*Excerpted passage*.

=== Section Start ===

770 Chabad center after stabbing (file)
770 Chabad center after stabbing (file)Courtesy of Haredim 10

Levi Rosenblatt (22), who was stabbed in the head two weeks ago in a shocking nighttime attack on the Crown Heights' 770 Chabad Lubavitch center in Brooklyn, New York, lit candles for the seventh night of Hanukkah on Monday at the Crown Heights police station.

In the lighting ceremony, dozens of NYPD police officers and senior members of the local police station took part.

According to the site Chabad Online, during the lighting Rosenblatt and his friends took the opportunity to thank the officers for preventing the stabber, Calvin Peters (49), from stabbing other students at the Chabad center.

In the attack Peters, who had a history of mental illness and a long arrest record, threatened others with a knife shouting "I'm killing a Jew!" before a tense standoff with police, which ended with police shooting him as he threatened them with the knife, inflicting wounds he later died of.

"I want to thank the New York police for taking care of the security of 770 around the clock, and I give thanks to the captains who arrived that night and saved the situation," said Rosenblatt.

Rosenblatt was released from the hospital last Wednesday after a mere eight days, with Bellevue Medical Center chief of neurosurgery Dr. Paul Huang appraising "he has had an amazing recovery."

"Mr. Rosenblatt suffered a knife injury to the blood vessels in an extremely sensitive area of his brain," said Huang. "He underwent a procedure to repair two blood vessels, which was successful."

The "Shomrim" organization of local Jewish security volunteers in Williamsburg, New York also lit Hanukkah candles on Monday with NYPD officers to show support and identification with the police after two officers were brutally shot to death on Saturday.

In the ceremony senior police figures took part, and expressed their appreciation of the initiative meant to support the police in this trying period.

=== Section End ===

*Data to examine*.

=== Section Start ===

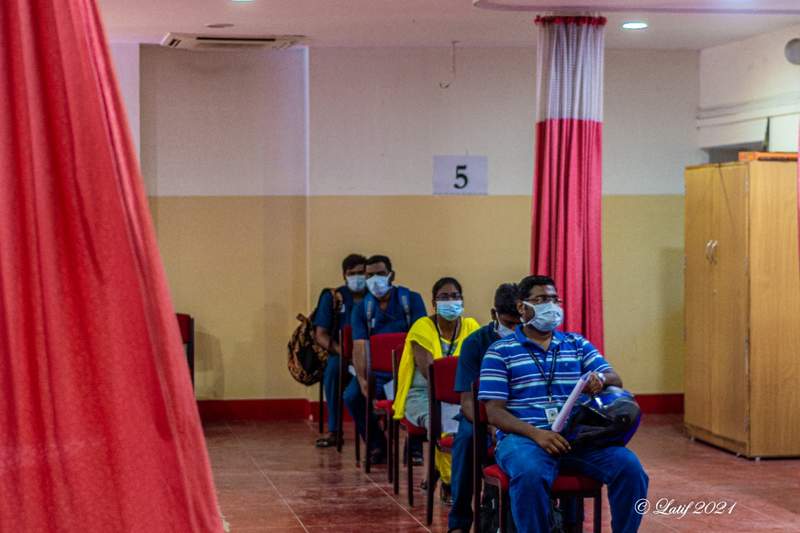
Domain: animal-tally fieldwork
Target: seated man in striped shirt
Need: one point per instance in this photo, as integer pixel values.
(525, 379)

=== Section End ===
=== Section Start ===

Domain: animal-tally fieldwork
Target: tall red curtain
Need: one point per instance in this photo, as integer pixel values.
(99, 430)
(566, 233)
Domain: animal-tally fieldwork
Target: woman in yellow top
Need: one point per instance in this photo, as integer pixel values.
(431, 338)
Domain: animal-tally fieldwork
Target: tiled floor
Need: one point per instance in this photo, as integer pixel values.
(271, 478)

=== Section End ===
=== Section Start ===

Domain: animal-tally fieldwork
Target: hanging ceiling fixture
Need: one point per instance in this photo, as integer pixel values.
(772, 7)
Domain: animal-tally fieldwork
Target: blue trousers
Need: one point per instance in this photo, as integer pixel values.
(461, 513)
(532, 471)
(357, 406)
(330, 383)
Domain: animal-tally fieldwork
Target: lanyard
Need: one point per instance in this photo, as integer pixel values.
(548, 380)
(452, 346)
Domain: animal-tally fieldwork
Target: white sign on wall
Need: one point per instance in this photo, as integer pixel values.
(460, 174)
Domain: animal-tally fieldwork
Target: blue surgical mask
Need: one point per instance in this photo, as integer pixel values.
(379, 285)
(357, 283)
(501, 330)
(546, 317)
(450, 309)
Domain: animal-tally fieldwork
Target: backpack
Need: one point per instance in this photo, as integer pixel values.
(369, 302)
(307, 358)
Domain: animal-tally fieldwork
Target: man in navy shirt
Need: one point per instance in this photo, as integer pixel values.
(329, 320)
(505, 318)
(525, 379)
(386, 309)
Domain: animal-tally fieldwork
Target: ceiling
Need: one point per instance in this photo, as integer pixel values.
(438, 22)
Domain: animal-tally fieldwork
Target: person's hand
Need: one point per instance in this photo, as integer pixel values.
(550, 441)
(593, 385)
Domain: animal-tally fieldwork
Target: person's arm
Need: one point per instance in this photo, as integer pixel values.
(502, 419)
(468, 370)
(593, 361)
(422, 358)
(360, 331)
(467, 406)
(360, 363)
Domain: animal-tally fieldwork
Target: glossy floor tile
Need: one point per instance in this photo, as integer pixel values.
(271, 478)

=== Section End ===

*Questions*.
1/ According to the news report on the Crown Heights stabbing, how many days did Levi Rosenblatt spend in the hospital before his release?
2/ Copy from the news report on the Crown Heights stabbing the passage that begins at the words "Levi Rosenblatt (22), who" and stop after the words "Heights police station.".
The records have no role in any of these tasks.

*Per-task outputs*.
1/ Eight days.

2/
Levi Rosenblatt (22), who was stabbed in the head two weeks ago in a shocking nighttime attack on the Crown Heights' 770 Chabad Lubavitch center in Brooklyn, New York, lit candles for the seventh night of Hanukkah on Monday at the Crown Heights police station.